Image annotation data
◇ ◇ ◇ ◇ ◇
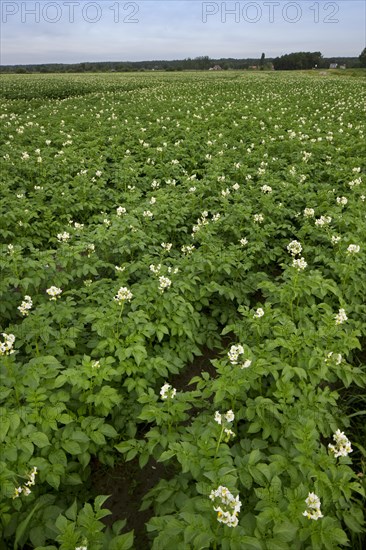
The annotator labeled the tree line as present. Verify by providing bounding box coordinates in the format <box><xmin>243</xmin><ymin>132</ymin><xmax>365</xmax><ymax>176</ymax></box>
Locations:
<box><xmin>0</xmin><ymin>52</ymin><xmax>364</xmax><ymax>73</ymax></box>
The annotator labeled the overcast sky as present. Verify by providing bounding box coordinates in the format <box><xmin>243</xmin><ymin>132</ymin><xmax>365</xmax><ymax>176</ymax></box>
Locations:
<box><xmin>0</xmin><ymin>0</ymin><xmax>366</xmax><ymax>65</ymax></box>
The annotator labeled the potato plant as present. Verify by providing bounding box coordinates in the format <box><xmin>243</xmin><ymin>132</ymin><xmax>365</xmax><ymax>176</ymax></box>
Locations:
<box><xmin>0</xmin><ymin>72</ymin><xmax>366</xmax><ymax>550</ymax></box>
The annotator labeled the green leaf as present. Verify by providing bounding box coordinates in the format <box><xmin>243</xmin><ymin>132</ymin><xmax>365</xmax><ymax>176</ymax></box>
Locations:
<box><xmin>61</xmin><ymin>440</ymin><xmax>82</xmax><ymax>455</ymax></box>
<box><xmin>30</xmin><ymin>432</ymin><xmax>51</xmax><ymax>449</ymax></box>
<box><xmin>108</xmin><ymin>531</ymin><xmax>134</xmax><ymax>550</ymax></box>
<box><xmin>65</xmin><ymin>499</ymin><xmax>78</xmax><ymax>521</ymax></box>
<box><xmin>0</xmin><ymin>418</ymin><xmax>10</xmax><ymax>441</ymax></box>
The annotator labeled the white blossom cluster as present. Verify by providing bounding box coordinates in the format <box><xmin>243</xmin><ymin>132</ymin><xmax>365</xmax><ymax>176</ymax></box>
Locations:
<box><xmin>160</xmin><ymin>243</ymin><xmax>173</xmax><ymax>252</ymax></box>
<box><xmin>46</xmin><ymin>286</ymin><xmax>62</xmax><ymax>301</ymax></box>
<box><xmin>227</xmin><ymin>344</ymin><xmax>252</xmax><ymax>369</ymax></box>
<box><xmin>160</xmin><ymin>384</ymin><xmax>177</xmax><ymax>399</ymax></box>
<box><xmin>86</xmin><ymin>243</ymin><xmax>95</xmax><ymax>258</ymax></box>
<box><xmin>302</xmin><ymin>493</ymin><xmax>323</xmax><ymax>521</ymax></box>
<box><xmin>292</xmin><ymin>258</ymin><xmax>308</xmax><ymax>271</ymax></box>
<box><xmin>315</xmin><ymin>216</ymin><xmax>332</xmax><ymax>227</ymax></box>
<box><xmin>13</xmin><ymin>467</ymin><xmax>38</xmax><ymax>499</ymax></box>
<box><xmin>261</xmin><ymin>185</ymin><xmax>272</xmax><ymax>194</ymax></box>
<box><xmin>334</xmin><ymin>308</ymin><xmax>348</xmax><ymax>325</ymax></box>
<box><xmin>215</xmin><ymin>410</ymin><xmax>235</xmax><ymax>426</ymax></box>
<box><xmin>325</xmin><ymin>351</ymin><xmax>342</xmax><ymax>365</ymax></box>
<box><xmin>347</xmin><ymin>244</ymin><xmax>360</xmax><ymax>254</ymax></box>
<box><xmin>348</xmin><ymin>178</ymin><xmax>362</xmax><ymax>189</ymax></box>
<box><xmin>159</xmin><ymin>275</ymin><xmax>172</xmax><ymax>292</ymax></box>
<box><xmin>304</xmin><ymin>208</ymin><xmax>315</xmax><ymax>218</ymax></box>
<box><xmin>328</xmin><ymin>430</ymin><xmax>353</xmax><ymax>458</ymax></box>
<box><xmin>287</xmin><ymin>241</ymin><xmax>302</xmax><ymax>256</ymax></box>
<box><xmin>210</xmin><ymin>485</ymin><xmax>241</xmax><ymax>527</ymax></box>
<box><xmin>57</xmin><ymin>231</ymin><xmax>71</xmax><ymax>243</ymax></box>
<box><xmin>149</xmin><ymin>264</ymin><xmax>161</xmax><ymax>275</ymax></box>
<box><xmin>253</xmin><ymin>214</ymin><xmax>264</xmax><ymax>223</ymax></box>
<box><xmin>181</xmin><ymin>244</ymin><xmax>195</xmax><ymax>256</ymax></box>
<box><xmin>18</xmin><ymin>296</ymin><xmax>33</xmax><ymax>317</ymax></box>
<box><xmin>192</xmin><ymin>210</ymin><xmax>209</xmax><ymax>237</ymax></box>
<box><xmin>117</xmin><ymin>206</ymin><xmax>127</xmax><ymax>216</ymax></box>
<box><xmin>253</xmin><ymin>307</ymin><xmax>264</xmax><ymax>319</ymax></box>
<box><xmin>337</xmin><ymin>197</ymin><xmax>348</xmax><ymax>206</ymax></box>
<box><xmin>330</xmin><ymin>235</ymin><xmax>341</xmax><ymax>245</ymax></box>
<box><xmin>0</xmin><ymin>332</ymin><xmax>15</xmax><ymax>355</ymax></box>
<box><xmin>227</xmin><ymin>344</ymin><xmax>244</xmax><ymax>365</ymax></box>
<box><xmin>113</xmin><ymin>286</ymin><xmax>133</xmax><ymax>305</ymax></box>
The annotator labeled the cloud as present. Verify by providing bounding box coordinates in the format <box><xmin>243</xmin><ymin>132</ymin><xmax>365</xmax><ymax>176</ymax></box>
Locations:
<box><xmin>1</xmin><ymin>0</ymin><xmax>365</xmax><ymax>64</ymax></box>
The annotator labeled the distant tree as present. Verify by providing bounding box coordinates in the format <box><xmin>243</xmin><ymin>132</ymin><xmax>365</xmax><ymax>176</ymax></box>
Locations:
<box><xmin>273</xmin><ymin>52</ymin><xmax>322</xmax><ymax>71</ymax></box>
<box><xmin>358</xmin><ymin>48</ymin><xmax>366</xmax><ymax>67</ymax></box>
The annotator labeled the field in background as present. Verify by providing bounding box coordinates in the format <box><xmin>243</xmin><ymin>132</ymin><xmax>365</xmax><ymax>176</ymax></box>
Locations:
<box><xmin>0</xmin><ymin>70</ymin><xmax>366</xmax><ymax>550</ymax></box>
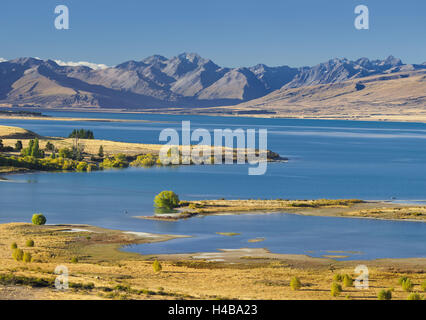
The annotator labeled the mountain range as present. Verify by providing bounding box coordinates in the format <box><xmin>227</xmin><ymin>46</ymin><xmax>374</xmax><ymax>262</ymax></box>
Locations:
<box><xmin>0</xmin><ymin>53</ymin><xmax>426</xmax><ymax>110</ymax></box>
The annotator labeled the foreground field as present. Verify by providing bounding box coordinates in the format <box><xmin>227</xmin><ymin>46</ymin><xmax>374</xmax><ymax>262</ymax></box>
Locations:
<box><xmin>0</xmin><ymin>223</ymin><xmax>426</xmax><ymax>299</ymax></box>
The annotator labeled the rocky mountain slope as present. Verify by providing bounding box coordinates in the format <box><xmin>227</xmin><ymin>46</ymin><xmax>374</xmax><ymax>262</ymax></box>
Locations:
<box><xmin>0</xmin><ymin>53</ymin><xmax>426</xmax><ymax>110</ymax></box>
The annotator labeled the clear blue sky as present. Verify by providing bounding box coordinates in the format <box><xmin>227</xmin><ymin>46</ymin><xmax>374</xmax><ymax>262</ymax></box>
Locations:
<box><xmin>0</xmin><ymin>0</ymin><xmax>426</xmax><ymax>67</ymax></box>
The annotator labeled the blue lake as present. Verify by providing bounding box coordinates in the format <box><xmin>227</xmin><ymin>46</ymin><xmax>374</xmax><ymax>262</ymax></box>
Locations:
<box><xmin>0</xmin><ymin>111</ymin><xmax>426</xmax><ymax>259</ymax></box>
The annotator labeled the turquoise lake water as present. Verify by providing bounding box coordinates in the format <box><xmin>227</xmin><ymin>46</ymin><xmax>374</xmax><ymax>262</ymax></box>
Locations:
<box><xmin>0</xmin><ymin>111</ymin><xmax>426</xmax><ymax>259</ymax></box>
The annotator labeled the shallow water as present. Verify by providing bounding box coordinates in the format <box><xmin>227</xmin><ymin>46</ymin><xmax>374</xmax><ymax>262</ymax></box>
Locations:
<box><xmin>0</xmin><ymin>112</ymin><xmax>426</xmax><ymax>259</ymax></box>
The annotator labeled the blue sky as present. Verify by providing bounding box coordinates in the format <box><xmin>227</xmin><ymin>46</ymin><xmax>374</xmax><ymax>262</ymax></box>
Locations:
<box><xmin>0</xmin><ymin>0</ymin><xmax>426</xmax><ymax>67</ymax></box>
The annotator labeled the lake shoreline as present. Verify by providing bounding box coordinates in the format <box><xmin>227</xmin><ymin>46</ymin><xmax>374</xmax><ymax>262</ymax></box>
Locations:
<box><xmin>0</xmin><ymin>223</ymin><xmax>426</xmax><ymax>300</ymax></box>
<box><xmin>135</xmin><ymin>199</ymin><xmax>426</xmax><ymax>222</ymax></box>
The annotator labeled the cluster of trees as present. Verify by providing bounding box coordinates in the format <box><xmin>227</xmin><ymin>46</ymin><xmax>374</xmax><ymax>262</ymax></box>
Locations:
<box><xmin>0</xmin><ymin>139</ymin><xmax>17</xmax><ymax>152</ymax></box>
<box><xmin>68</xmin><ymin>129</ymin><xmax>95</xmax><ymax>139</ymax></box>
<box><xmin>130</xmin><ymin>153</ymin><xmax>161</xmax><ymax>167</ymax></box>
<box><xmin>21</xmin><ymin>138</ymin><xmax>44</xmax><ymax>158</ymax></box>
<box><xmin>154</xmin><ymin>190</ymin><xmax>180</xmax><ymax>210</ymax></box>
<box><xmin>101</xmin><ymin>153</ymin><xmax>129</xmax><ymax>168</ymax></box>
<box><xmin>0</xmin><ymin>156</ymin><xmax>100</xmax><ymax>172</ymax></box>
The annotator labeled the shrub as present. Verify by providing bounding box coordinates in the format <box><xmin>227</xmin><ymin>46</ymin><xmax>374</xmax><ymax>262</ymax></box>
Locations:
<box><xmin>152</xmin><ymin>259</ymin><xmax>163</xmax><ymax>272</ymax></box>
<box><xmin>290</xmin><ymin>277</ymin><xmax>302</xmax><ymax>291</ymax></box>
<box><xmin>398</xmin><ymin>277</ymin><xmax>408</xmax><ymax>286</ymax></box>
<box><xmin>12</xmin><ymin>249</ymin><xmax>24</xmax><ymax>261</ymax></box>
<box><xmin>98</xmin><ymin>146</ymin><xmax>104</xmax><ymax>158</ymax></box>
<box><xmin>421</xmin><ymin>280</ymin><xmax>426</xmax><ymax>291</ymax></box>
<box><xmin>31</xmin><ymin>213</ymin><xmax>46</xmax><ymax>226</ymax></box>
<box><xmin>25</xmin><ymin>239</ymin><xmax>34</xmax><ymax>247</ymax></box>
<box><xmin>46</xmin><ymin>141</ymin><xmax>55</xmax><ymax>151</ymax></box>
<box><xmin>330</xmin><ymin>282</ymin><xmax>342</xmax><ymax>297</ymax></box>
<box><xmin>68</xmin><ymin>129</ymin><xmax>95</xmax><ymax>139</ymax></box>
<box><xmin>343</xmin><ymin>274</ymin><xmax>354</xmax><ymax>287</ymax></box>
<box><xmin>154</xmin><ymin>191</ymin><xmax>179</xmax><ymax>209</ymax></box>
<box><xmin>15</xmin><ymin>140</ymin><xmax>22</xmax><ymax>151</ymax></box>
<box><xmin>333</xmin><ymin>273</ymin><xmax>343</xmax><ymax>282</ymax></box>
<box><xmin>407</xmin><ymin>292</ymin><xmax>424</xmax><ymax>300</ymax></box>
<box><xmin>22</xmin><ymin>252</ymin><xmax>32</xmax><ymax>262</ymax></box>
<box><xmin>402</xmin><ymin>278</ymin><xmax>413</xmax><ymax>292</ymax></box>
<box><xmin>58</xmin><ymin>148</ymin><xmax>73</xmax><ymax>159</ymax></box>
<box><xmin>377</xmin><ymin>289</ymin><xmax>392</xmax><ymax>300</ymax></box>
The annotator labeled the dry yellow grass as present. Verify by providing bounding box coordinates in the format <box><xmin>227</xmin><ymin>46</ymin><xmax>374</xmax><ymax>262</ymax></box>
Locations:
<box><xmin>180</xmin><ymin>199</ymin><xmax>426</xmax><ymax>221</ymax></box>
<box><xmin>0</xmin><ymin>224</ymin><xmax>426</xmax><ymax>299</ymax></box>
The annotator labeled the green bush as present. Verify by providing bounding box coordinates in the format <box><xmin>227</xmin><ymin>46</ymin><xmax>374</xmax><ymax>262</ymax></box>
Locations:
<box><xmin>25</xmin><ymin>239</ymin><xmax>34</xmax><ymax>247</ymax></box>
<box><xmin>68</xmin><ymin>129</ymin><xmax>95</xmax><ymax>139</ymax></box>
<box><xmin>330</xmin><ymin>282</ymin><xmax>342</xmax><ymax>297</ymax></box>
<box><xmin>31</xmin><ymin>213</ymin><xmax>47</xmax><ymax>226</ymax></box>
<box><xmin>154</xmin><ymin>191</ymin><xmax>179</xmax><ymax>210</ymax></box>
<box><xmin>22</xmin><ymin>252</ymin><xmax>32</xmax><ymax>262</ymax></box>
<box><xmin>401</xmin><ymin>278</ymin><xmax>414</xmax><ymax>292</ymax></box>
<box><xmin>12</xmin><ymin>249</ymin><xmax>24</xmax><ymax>261</ymax></box>
<box><xmin>290</xmin><ymin>277</ymin><xmax>302</xmax><ymax>291</ymax></box>
<box><xmin>343</xmin><ymin>274</ymin><xmax>354</xmax><ymax>288</ymax></box>
<box><xmin>398</xmin><ymin>277</ymin><xmax>408</xmax><ymax>286</ymax></box>
<box><xmin>407</xmin><ymin>292</ymin><xmax>424</xmax><ymax>300</ymax></box>
<box><xmin>333</xmin><ymin>273</ymin><xmax>343</xmax><ymax>282</ymax></box>
<box><xmin>15</xmin><ymin>140</ymin><xmax>22</xmax><ymax>151</ymax></box>
<box><xmin>377</xmin><ymin>289</ymin><xmax>392</xmax><ymax>300</ymax></box>
<box><xmin>152</xmin><ymin>259</ymin><xmax>163</xmax><ymax>272</ymax></box>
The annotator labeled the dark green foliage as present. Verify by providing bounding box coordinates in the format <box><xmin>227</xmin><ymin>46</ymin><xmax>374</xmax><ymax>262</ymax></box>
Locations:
<box><xmin>407</xmin><ymin>293</ymin><xmax>424</xmax><ymax>300</ymax></box>
<box><xmin>330</xmin><ymin>282</ymin><xmax>342</xmax><ymax>297</ymax></box>
<box><xmin>15</xmin><ymin>140</ymin><xmax>22</xmax><ymax>151</ymax></box>
<box><xmin>290</xmin><ymin>277</ymin><xmax>302</xmax><ymax>291</ymax></box>
<box><xmin>102</xmin><ymin>153</ymin><xmax>129</xmax><ymax>168</ymax></box>
<box><xmin>68</xmin><ymin>129</ymin><xmax>95</xmax><ymax>139</ymax></box>
<box><xmin>22</xmin><ymin>252</ymin><xmax>32</xmax><ymax>263</ymax></box>
<box><xmin>343</xmin><ymin>274</ymin><xmax>354</xmax><ymax>288</ymax></box>
<box><xmin>12</xmin><ymin>249</ymin><xmax>24</xmax><ymax>261</ymax></box>
<box><xmin>31</xmin><ymin>213</ymin><xmax>46</xmax><ymax>226</ymax></box>
<box><xmin>21</xmin><ymin>138</ymin><xmax>44</xmax><ymax>158</ymax></box>
<box><xmin>401</xmin><ymin>278</ymin><xmax>414</xmax><ymax>292</ymax></box>
<box><xmin>98</xmin><ymin>146</ymin><xmax>104</xmax><ymax>158</ymax></box>
<box><xmin>152</xmin><ymin>259</ymin><xmax>163</xmax><ymax>272</ymax></box>
<box><xmin>377</xmin><ymin>289</ymin><xmax>392</xmax><ymax>300</ymax></box>
<box><xmin>154</xmin><ymin>191</ymin><xmax>179</xmax><ymax>210</ymax></box>
<box><xmin>25</xmin><ymin>239</ymin><xmax>34</xmax><ymax>247</ymax></box>
<box><xmin>46</xmin><ymin>141</ymin><xmax>55</xmax><ymax>151</ymax></box>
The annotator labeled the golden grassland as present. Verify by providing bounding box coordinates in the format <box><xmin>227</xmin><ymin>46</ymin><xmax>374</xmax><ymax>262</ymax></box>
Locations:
<box><xmin>0</xmin><ymin>223</ymin><xmax>426</xmax><ymax>299</ymax></box>
<box><xmin>175</xmin><ymin>199</ymin><xmax>426</xmax><ymax>221</ymax></box>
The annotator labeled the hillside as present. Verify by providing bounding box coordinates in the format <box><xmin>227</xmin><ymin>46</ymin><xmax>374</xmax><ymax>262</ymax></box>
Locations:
<box><xmin>0</xmin><ymin>53</ymin><xmax>426</xmax><ymax>115</ymax></box>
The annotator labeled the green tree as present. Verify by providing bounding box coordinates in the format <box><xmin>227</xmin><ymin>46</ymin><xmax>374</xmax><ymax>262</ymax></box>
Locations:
<box><xmin>401</xmin><ymin>278</ymin><xmax>414</xmax><ymax>292</ymax></box>
<box><xmin>15</xmin><ymin>140</ymin><xmax>22</xmax><ymax>151</ymax></box>
<box><xmin>152</xmin><ymin>259</ymin><xmax>163</xmax><ymax>272</ymax></box>
<box><xmin>31</xmin><ymin>213</ymin><xmax>46</xmax><ymax>226</ymax></box>
<box><xmin>330</xmin><ymin>282</ymin><xmax>342</xmax><ymax>297</ymax></box>
<box><xmin>290</xmin><ymin>277</ymin><xmax>302</xmax><ymax>291</ymax></box>
<box><xmin>46</xmin><ymin>141</ymin><xmax>55</xmax><ymax>151</ymax></box>
<box><xmin>12</xmin><ymin>249</ymin><xmax>24</xmax><ymax>261</ymax></box>
<box><xmin>98</xmin><ymin>145</ymin><xmax>104</xmax><ymax>158</ymax></box>
<box><xmin>377</xmin><ymin>289</ymin><xmax>392</xmax><ymax>300</ymax></box>
<box><xmin>343</xmin><ymin>274</ymin><xmax>354</xmax><ymax>288</ymax></box>
<box><xmin>22</xmin><ymin>252</ymin><xmax>32</xmax><ymax>262</ymax></box>
<box><xmin>407</xmin><ymin>292</ymin><xmax>424</xmax><ymax>300</ymax></box>
<box><xmin>154</xmin><ymin>191</ymin><xmax>179</xmax><ymax>210</ymax></box>
<box><xmin>25</xmin><ymin>239</ymin><xmax>34</xmax><ymax>247</ymax></box>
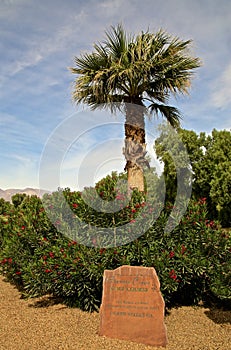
◇ ◇ ◇ ◇ ◇
● **Set exercise**
Show every line above that contains the string "trees", copying each one in full. Case counts.

● **The response**
The annotator labeled the cluster of trees as present. Verify by providing bounding box coordinates in the format <box><xmin>227</xmin><ymin>46</ymin><xmax>374</xmax><ymax>262</ymax></box>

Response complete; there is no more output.